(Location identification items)
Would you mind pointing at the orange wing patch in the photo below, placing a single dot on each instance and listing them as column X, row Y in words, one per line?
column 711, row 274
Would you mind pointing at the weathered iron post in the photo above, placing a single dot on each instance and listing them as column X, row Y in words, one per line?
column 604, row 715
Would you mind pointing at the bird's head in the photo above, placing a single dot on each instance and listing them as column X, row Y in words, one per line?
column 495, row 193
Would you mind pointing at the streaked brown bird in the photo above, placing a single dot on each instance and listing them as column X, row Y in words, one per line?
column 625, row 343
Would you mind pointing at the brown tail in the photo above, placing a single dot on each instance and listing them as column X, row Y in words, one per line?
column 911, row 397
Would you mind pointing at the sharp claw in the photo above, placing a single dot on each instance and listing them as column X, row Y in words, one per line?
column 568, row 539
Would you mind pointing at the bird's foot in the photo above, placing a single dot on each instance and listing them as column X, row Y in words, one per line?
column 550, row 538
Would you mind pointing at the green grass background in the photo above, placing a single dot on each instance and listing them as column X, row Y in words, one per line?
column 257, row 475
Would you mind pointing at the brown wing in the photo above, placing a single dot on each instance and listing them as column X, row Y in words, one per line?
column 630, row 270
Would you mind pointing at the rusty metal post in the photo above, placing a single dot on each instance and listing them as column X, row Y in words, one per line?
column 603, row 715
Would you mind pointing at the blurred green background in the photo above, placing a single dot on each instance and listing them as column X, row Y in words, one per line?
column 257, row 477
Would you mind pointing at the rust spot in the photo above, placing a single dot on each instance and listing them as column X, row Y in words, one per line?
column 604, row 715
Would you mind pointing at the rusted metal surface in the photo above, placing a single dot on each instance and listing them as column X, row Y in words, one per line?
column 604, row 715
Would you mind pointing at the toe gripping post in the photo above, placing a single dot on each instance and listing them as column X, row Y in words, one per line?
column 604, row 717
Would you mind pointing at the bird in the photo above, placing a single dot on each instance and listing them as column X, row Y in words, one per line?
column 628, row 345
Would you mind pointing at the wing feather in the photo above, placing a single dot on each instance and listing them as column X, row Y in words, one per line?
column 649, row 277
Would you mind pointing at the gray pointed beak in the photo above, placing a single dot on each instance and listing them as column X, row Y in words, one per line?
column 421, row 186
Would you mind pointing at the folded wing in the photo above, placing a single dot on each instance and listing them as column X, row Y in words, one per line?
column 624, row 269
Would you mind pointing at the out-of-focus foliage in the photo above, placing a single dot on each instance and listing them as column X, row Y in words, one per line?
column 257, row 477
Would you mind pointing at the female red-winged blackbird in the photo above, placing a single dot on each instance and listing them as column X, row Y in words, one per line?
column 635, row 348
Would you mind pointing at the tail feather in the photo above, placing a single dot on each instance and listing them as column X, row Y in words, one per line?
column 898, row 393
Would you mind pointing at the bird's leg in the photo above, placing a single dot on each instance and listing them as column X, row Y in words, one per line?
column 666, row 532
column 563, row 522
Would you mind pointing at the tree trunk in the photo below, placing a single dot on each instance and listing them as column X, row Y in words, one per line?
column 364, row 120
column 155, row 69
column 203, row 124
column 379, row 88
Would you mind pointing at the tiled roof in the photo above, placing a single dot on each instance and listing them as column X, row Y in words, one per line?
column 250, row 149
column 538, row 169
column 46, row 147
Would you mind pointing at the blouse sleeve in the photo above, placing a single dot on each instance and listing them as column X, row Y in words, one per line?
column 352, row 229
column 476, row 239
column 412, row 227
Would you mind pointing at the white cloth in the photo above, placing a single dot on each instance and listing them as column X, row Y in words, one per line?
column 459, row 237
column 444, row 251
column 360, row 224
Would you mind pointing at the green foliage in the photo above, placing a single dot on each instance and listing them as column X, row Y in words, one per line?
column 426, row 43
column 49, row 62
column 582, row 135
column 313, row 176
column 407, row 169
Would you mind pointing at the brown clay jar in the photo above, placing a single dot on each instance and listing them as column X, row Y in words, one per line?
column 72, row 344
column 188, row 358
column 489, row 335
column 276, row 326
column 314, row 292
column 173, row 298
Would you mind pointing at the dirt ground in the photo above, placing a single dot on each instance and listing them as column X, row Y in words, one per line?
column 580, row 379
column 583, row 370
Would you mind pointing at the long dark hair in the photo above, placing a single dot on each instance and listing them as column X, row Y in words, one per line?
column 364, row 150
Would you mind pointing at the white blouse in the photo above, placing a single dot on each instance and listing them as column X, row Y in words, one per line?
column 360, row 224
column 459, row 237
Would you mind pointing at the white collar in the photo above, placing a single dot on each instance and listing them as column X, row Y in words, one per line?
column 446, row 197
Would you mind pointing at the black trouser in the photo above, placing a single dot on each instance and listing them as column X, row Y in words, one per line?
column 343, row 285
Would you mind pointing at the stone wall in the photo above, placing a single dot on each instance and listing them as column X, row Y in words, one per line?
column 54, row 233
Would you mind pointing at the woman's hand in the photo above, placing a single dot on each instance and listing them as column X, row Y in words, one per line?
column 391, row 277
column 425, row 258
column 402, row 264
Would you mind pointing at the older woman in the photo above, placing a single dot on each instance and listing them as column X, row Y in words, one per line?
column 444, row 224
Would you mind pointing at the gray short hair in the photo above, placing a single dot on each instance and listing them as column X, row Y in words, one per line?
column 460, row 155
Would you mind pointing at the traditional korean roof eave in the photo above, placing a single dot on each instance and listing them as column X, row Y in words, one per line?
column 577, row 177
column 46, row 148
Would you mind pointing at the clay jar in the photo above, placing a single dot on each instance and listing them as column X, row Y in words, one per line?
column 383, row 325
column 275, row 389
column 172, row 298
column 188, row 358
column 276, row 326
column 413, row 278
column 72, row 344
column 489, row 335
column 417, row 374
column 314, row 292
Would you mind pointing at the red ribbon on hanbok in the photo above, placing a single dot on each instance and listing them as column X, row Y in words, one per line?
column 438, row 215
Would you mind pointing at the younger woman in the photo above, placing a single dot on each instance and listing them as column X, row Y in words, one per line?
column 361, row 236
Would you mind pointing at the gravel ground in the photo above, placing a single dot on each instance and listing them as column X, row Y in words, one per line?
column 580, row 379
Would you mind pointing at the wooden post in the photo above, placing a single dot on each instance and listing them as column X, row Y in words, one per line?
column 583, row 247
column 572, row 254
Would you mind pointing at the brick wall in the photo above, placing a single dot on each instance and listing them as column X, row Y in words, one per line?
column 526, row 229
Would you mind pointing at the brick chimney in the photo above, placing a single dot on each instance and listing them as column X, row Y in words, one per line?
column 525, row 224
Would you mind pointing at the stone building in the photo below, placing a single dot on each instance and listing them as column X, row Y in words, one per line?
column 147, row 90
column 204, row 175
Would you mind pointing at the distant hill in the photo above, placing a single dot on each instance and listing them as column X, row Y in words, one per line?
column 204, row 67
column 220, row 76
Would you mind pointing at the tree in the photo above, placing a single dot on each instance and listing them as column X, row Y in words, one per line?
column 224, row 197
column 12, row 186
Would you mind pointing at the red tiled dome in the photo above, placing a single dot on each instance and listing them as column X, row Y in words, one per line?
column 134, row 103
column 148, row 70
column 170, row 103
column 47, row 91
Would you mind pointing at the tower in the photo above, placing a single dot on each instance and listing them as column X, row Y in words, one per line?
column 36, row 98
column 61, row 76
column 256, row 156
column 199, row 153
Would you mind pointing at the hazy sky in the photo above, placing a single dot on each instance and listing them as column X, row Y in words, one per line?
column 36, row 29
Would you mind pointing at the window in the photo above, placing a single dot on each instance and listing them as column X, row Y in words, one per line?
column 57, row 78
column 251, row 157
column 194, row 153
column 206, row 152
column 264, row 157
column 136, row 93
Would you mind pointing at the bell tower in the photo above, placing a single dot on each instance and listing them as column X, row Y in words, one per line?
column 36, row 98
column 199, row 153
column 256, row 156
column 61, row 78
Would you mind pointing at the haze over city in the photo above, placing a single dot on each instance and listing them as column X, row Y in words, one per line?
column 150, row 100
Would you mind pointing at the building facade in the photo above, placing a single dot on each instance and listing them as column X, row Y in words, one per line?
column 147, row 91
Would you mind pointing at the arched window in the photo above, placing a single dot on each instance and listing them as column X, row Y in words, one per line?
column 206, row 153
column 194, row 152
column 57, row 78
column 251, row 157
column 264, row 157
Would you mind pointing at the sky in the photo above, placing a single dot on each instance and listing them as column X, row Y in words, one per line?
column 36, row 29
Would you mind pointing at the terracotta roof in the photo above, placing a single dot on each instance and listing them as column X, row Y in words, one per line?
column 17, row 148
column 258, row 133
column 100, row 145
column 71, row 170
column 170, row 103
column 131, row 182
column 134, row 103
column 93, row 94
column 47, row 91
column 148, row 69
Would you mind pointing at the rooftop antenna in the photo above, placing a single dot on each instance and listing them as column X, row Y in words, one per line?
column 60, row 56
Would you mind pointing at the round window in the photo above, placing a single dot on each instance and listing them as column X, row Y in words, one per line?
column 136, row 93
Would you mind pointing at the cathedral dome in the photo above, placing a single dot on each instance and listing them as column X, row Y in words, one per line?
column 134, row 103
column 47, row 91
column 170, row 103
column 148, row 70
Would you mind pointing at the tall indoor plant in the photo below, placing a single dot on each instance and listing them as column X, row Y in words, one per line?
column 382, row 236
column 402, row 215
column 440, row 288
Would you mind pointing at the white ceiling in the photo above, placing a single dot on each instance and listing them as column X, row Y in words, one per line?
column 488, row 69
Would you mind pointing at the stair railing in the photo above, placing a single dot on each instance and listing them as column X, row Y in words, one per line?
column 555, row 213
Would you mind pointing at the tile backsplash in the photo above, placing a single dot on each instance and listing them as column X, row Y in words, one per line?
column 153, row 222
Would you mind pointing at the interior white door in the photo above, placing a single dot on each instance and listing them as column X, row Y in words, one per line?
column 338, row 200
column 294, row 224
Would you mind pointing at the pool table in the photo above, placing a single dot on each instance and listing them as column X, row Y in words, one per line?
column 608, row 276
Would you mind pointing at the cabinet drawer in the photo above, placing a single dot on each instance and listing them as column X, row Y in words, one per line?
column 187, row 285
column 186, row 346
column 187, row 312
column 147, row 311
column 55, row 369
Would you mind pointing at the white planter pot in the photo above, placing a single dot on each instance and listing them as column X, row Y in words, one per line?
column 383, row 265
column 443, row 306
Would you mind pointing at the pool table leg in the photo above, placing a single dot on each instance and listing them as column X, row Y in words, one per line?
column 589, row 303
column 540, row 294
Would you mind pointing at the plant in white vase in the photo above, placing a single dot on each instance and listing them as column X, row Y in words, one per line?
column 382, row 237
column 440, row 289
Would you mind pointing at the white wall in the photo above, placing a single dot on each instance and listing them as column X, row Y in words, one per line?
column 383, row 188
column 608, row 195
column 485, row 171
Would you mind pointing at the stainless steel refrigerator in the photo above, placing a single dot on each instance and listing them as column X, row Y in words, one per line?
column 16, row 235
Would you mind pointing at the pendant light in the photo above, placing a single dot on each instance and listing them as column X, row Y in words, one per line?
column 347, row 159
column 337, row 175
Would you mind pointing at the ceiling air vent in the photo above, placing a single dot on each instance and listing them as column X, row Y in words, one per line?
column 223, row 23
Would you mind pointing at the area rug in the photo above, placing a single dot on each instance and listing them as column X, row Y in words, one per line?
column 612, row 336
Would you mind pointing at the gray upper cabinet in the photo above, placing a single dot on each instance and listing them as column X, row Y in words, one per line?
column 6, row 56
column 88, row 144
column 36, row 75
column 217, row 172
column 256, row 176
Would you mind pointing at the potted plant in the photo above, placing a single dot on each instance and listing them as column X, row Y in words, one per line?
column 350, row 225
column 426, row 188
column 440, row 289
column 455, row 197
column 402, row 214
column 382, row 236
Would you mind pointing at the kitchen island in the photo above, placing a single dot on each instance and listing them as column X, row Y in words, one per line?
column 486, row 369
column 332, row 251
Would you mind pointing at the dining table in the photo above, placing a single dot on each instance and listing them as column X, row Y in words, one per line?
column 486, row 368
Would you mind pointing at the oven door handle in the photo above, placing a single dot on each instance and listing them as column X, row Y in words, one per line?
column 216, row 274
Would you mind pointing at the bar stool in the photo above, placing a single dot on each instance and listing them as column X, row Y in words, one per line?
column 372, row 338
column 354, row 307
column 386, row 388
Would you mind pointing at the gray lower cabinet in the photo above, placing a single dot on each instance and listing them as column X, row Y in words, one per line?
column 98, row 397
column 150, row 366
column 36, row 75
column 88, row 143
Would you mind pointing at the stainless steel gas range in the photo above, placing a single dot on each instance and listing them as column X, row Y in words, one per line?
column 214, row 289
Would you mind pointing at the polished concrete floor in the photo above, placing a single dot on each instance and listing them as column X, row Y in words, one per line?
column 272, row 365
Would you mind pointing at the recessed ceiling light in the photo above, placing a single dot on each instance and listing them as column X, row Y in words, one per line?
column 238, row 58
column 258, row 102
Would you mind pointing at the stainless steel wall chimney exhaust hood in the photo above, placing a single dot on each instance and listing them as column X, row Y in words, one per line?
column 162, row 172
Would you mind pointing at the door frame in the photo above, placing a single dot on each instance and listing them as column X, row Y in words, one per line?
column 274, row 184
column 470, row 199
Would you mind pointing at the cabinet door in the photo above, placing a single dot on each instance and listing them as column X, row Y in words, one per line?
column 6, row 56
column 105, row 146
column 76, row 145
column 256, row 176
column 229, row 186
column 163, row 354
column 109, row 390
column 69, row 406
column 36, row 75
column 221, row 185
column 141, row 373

## Exercise:
Copy unchanged the lines of the data above, from the line containing "Would you mind pointing at the stone building" through the line containing "column 147, row 91", including both of those lines.

## Right answer:
Would you mind pointing at the stone building in the photo below, placing a single dot on each instance and listing them as column X, row Y in words, one per line?
column 147, row 90
column 204, row 175
Would you mind pointing at the distant hill in the photo above, placing a single dot on each instance and listing them as column X, row Y in words, one per line?
column 204, row 67
column 220, row 76
Would you mind pointing at the tree in the photo above, placing a single dot on each instance and listing them as column X, row Y in words, one per line?
column 224, row 197
column 12, row 186
Would you mind pointing at the red tiled dome in the photo above, placing a single dot on each instance and listing them as column X, row Y in words, one per line?
column 134, row 103
column 148, row 70
column 170, row 103
column 47, row 91
Would you mind pointing at the tower in the photo above, placing a single dot on each instance and listing them as column X, row Y in words, one per line?
column 36, row 98
column 61, row 76
column 256, row 156
column 199, row 153
Would you mind pointing at the hazy sky in the photo above, placing a single dot on each instance and listing them as column X, row Y in words, one per line?
column 36, row 29
Would you mind pointing at the window in the photo above, placing a single dot on each instance and listing them as column X, row Y in words, one per line?
column 57, row 78
column 251, row 157
column 194, row 153
column 206, row 152
column 264, row 157
column 136, row 93
Would you mind pointing at the bell tower in the photo above, placing a single dot on each instance and listing them as column X, row Y in words, one per line?
column 36, row 98
column 199, row 153
column 256, row 156
column 61, row 78
Would you mind pointing at the haze over city in the photo above, placing a single dot on each instance and listing them as column X, row Y in words, one per line?
column 150, row 100
Would you mind pointing at the building facade in the photo above, placing a single dot on each instance and listing them as column X, row Y in words, one per line?
column 147, row 91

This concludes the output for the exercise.